育児ノイローゼとは、主に出産後のママが、育児によって感じるストレスの影響で精神的に不安定になってしまう状態のことを指します。
協力者がおらず、たった1人で育児のストレスを抱え込んでいるママで、特に完璧主義だったり、責任感が強い性格だったりする人ほどなりやすい傾向があると考えられています。
これは、赤ちゃんをきちんと育てなければと思うあまりに、上手くいかないことすべてがストレスとなって蓄積されていくからです。
育児ノイローゼは、医学的にははっきりと定義づけされておらず、出産後のママが発症する「産後うつ」を含んで語られることもあります。
育児ノイローゼの症状は?自分でチェックできる?
産後の女性は体内のホルモンバランスが乱れていて、気分がどんどん落ち込みやすくなっています。また育児中はささいなことでもついイライラしてしまうことはあるものです。
しかし育児ノイローゼになってしまうと、これらの症状がより顕著にみられるようになります。
たとえば、思考力低下や興味関心の薄れ、マイナス思考、眠れなくなる、外に出たくなくなるなど、社交的な行動ができなくなっていきます。
症状がひどくなる前に、普段の生活のなかで、育児ノイローゼの症状が現れていないかどうかを確認してみましょう。
以下の行動や心の動きで、当てはまるものにチェックしてみてください。もし該当するものが複数あれば、育児ノイローゼになっている可能性があります。
育児ノイローゼの症状のチェック項目
□ 育児中、孤独感に襲われる
□ 家族にイライラをぶつけてしまう
□ 子供に手を上げてしまう
□ 体重が激減している
□ 家事をやる気がしない
□ しっかり寝ても疲れがとれない
□ 睡眠時間が短くなった
□ 他人と会話をするのが億劫
育児ノイローゼの原因は?
育児ノイローゼの原因は、産後のホルモンバランスの乱れ、育児への不安や、育児で忙しいために家事を思い通りに進められないことへの焦り、子供の発達に対する心配や、母親としての自信がなくなることなどが挙げられます。
核家族だったり、パパが単身赴任だったりして、相談できる相手が近くにいない場合は特に、育児ノイローゼになりやすい傾向があります。
また、深夜の授乳や夜泣きなどで生活リズムが崩れて、体に疲労が溜まることも、育児ノイローゼの原因の一つとされています。

## [課題]
上の抜粋によると、完璧主義や責任感の強い性格の人ほど育児ノイローゼになりやすいと考えられているのはなぜか。抜粋に書かれている理由を1〜3文で説明せよ。

## [提供データ行]
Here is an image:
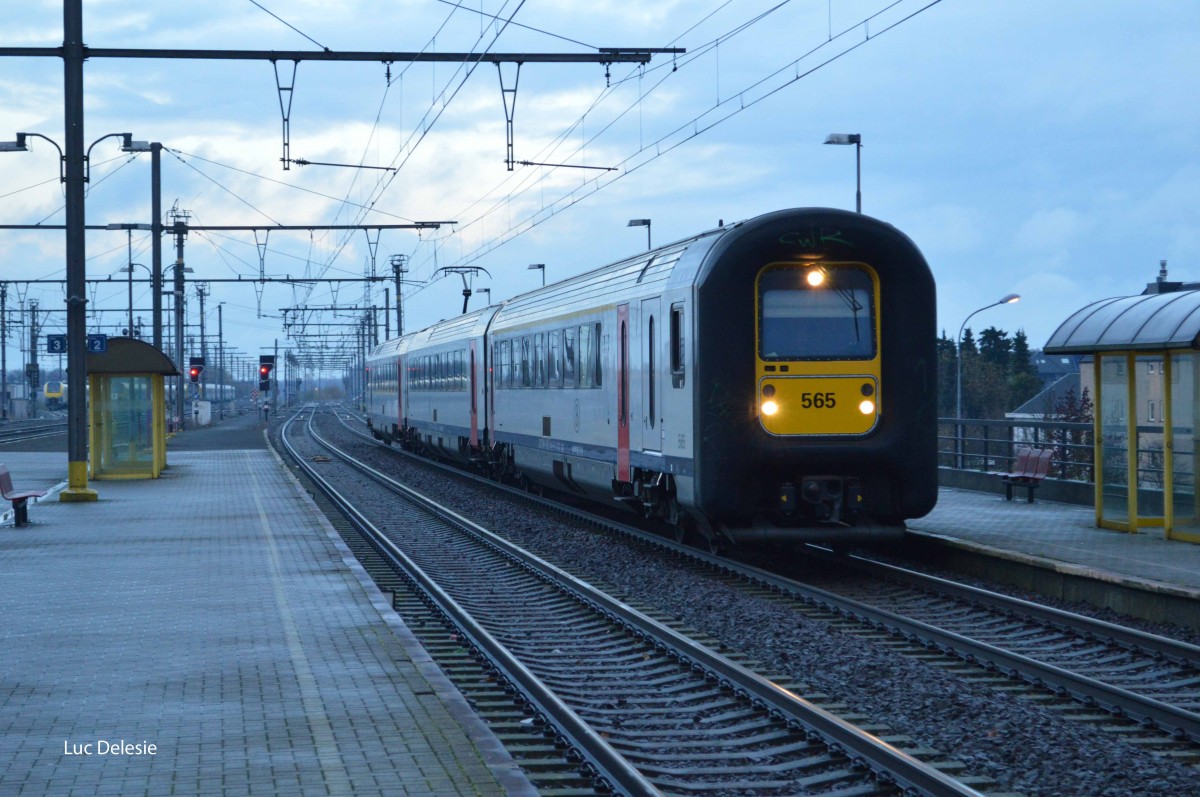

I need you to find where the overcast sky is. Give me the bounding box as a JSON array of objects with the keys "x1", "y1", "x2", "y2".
[{"x1": 0, "y1": 0, "x2": 1200, "y2": 376}]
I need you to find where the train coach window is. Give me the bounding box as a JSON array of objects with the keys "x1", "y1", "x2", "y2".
[
  {"x1": 563, "y1": 326, "x2": 575, "y2": 388},
  {"x1": 758, "y1": 265, "x2": 875, "y2": 360},
  {"x1": 546, "y1": 329, "x2": 563, "y2": 388},
  {"x1": 518, "y1": 335, "x2": 532, "y2": 388},
  {"x1": 492, "y1": 341, "x2": 512, "y2": 388},
  {"x1": 578, "y1": 324, "x2": 600, "y2": 388},
  {"x1": 671, "y1": 304, "x2": 684, "y2": 388},
  {"x1": 533, "y1": 332, "x2": 546, "y2": 388}
]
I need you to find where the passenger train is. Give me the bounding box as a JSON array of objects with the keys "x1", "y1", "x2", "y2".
[{"x1": 366, "y1": 209, "x2": 937, "y2": 546}]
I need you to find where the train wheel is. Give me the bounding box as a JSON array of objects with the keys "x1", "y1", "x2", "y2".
[{"x1": 671, "y1": 515, "x2": 692, "y2": 545}]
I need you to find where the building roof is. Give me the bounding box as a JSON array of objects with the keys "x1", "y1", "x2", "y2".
[{"x1": 1044, "y1": 290, "x2": 1200, "y2": 354}]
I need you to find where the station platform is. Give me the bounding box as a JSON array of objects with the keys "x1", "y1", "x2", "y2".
[
  {"x1": 908, "y1": 487, "x2": 1200, "y2": 628},
  {"x1": 0, "y1": 439, "x2": 536, "y2": 796}
]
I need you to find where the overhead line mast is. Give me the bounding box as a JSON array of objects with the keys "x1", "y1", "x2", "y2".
[{"x1": 0, "y1": 0, "x2": 680, "y2": 502}]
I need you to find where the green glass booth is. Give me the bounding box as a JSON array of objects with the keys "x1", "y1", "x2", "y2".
[
  {"x1": 88, "y1": 337, "x2": 179, "y2": 479},
  {"x1": 1045, "y1": 290, "x2": 1200, "y2": 543}
]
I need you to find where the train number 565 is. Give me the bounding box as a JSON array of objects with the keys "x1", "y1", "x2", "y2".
[{"x1": 800, "y1": 392, "x2": 838, "y2": 409}]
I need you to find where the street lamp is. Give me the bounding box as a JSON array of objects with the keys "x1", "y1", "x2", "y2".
[
  {"x1": 121, "y1": 263, "x2": 154, "y2": 337},
  {"x1": 826, "y1": 133, "x2": 863, "y2": 212},
  {"x1": 107, "y1": 224, "x2": 154, "y2": 337},
  {"x1": 625, "y1": 218, "x2": 650, "y2": 252},
  {"x1": 954, "y1": 293, "x2": 1021, "y2": 468},
  {"x1": 0, "y1": 129, "x2": 147, "y2": 502}
]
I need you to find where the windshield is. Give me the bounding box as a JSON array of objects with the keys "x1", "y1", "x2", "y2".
[{"x1": 758, "y1": 265, "x2": 875, "y2": 360}]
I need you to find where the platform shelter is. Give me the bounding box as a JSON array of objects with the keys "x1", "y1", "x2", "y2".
[
  {"x1": 88, "y1": 337, "x2": 179, "y2": 479},
  {"x1": 1045, "y1": 286, "x2": 1200, "y2": 543}
]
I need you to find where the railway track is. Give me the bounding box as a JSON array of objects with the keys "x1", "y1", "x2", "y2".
[
  {"x1": 283, "y1": 414, "x2": 979, "y2": 796},
  {"x1": 0, "y1": 420, "x2": 67, "y2": 445},
  {"x1": 331, "y1": 405, "x2": 1200, "y2": 761}
]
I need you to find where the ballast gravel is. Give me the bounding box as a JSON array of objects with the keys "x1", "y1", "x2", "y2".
[{"x1": 319, "y1": 415, "x2": 1200, "y2": 797}]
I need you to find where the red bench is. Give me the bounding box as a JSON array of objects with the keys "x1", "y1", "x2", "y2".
[
  {"x1": 1002, "y1": 448, "x2": 1054, "y2": 504},
  {"x1": 0, "y1": 465, "x2": 46, "y2": 526}
]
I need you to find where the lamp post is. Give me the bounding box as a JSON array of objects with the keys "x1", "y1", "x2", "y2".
[
  {"x1": 108, "y1": 224, "x2": 154, "y2": 337},
  {"x1": 826, "y1": 133, "x2": 863, "y2": 212},
  {"x1": 121, "y1": 140, "x2": 162, "y2": 350},
  {"x1": 121, "y1": 263, "x2": 150, "y2": 337},
  {"x1": 625, "y1": 218, "x2": 652, "y2": 252},
  {"x1": 0, "y1": 126, "x2": 147, "y2": 502},
  {"x1": 954, "y1": 293, "x2": 1021, "y2": 469}
]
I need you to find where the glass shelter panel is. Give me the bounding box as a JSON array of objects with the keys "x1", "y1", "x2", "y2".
[
  {"x1": 1133, "y1": 354, "x2": 1166, "y2": 525},
  {"x1": 92, "y1": 376, "x2": 156, "y2": 478},
  {"x1": 1097, "y1": 354, "x2": 1129, "y2": 525},
  {"x1": 1169, "y1": 352, "x2": 1200, "y2": 541}
]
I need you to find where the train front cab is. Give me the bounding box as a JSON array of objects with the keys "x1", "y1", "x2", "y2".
[{"x1": 697, "y1": 211, "x2": 936, "y2": 543}]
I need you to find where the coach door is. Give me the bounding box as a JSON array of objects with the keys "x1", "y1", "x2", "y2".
[
  {"x1": 638, "y1": 296, "x2": 662, "y2": 454},
  {"x1": 467, "y1": 341, "x2": 479, "y2": 448},
  {"x1": 617, "y1": 305, "x2": 629, "y2": 481}
]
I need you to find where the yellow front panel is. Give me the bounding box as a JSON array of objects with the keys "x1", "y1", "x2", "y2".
[
  {"x1": 755, "y1": 260, "x2": 882, "y2": 436},
  {"x1": 758, "y1": 374, "x2": 880, "y2": 435}
]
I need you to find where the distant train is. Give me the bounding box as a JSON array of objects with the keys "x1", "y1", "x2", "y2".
[
  {"x1": 42, "y1": 379, "x2": 67, "y2": 409},
  {"x1": 367, "y1": 209, "x2": 937, "y2": 546}
]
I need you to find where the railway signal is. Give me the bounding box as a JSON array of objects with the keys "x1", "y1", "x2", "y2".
[
  {"x1": 258, "y1": 354, "x2": 275, "y2": 392},
  {"x1": 187, "y1": 356, "x2": 204, "y2": 383}
]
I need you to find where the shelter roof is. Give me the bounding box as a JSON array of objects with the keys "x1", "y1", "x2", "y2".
[
  {"x1": 88, "y1": 337, "x2": 179, "y2": 377},
  {"x1": 1044, "y1": 290, "x2": 1200, "y2": 354}
]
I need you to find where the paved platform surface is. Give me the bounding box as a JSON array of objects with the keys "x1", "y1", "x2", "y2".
[
  {"x1": 908, "y1": 487, "x2": 1200, "y2": 599},
  {"x1": 0, "y1": 436, "x2": 535, "y2": 797}
]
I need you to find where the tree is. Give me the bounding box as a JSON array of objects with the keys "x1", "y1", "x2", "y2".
[
  {"x1": 937, "y1": 329, "x2": 959, "y2": 418},
  {"x1": 1008, "y1": 330, "x2": 1042, "y2": 408},
  {"x1": 937, "y1": 326, "x2": 1042, "y2": 418},
  {"x1": 1045, "y1": 388, "x2": 1096, "y2": 481}
]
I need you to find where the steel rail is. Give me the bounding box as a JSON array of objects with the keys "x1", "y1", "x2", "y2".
[
  {"x1": 331, "y1": 408, "x2": 1200, "y2": 742},
  {"x1": 314, "y1": 408, "x2": 982, "y2": 797},
  {"x1": 280, "y1": 413, "x2": 661, "y2": 797},
  {"x1": 842, "y1": 556, "x2": 1200, "y2": 669}
]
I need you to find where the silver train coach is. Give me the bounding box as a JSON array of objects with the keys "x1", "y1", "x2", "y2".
[{"x1": 366, "y1": 209, "x2": 937, "y2": 545}]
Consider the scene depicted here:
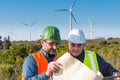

## [解答例]
そうした人は、赤ちゃんをきちんと育てなければと思うあまり、上手くいかないことすべてがストレスになるからである。そのストレスが蓄積されていくため、協力者がおらず1人で育児のストレスを抱え込んでいる場合に、特に育児ノイローゼになりやすいと考えられている。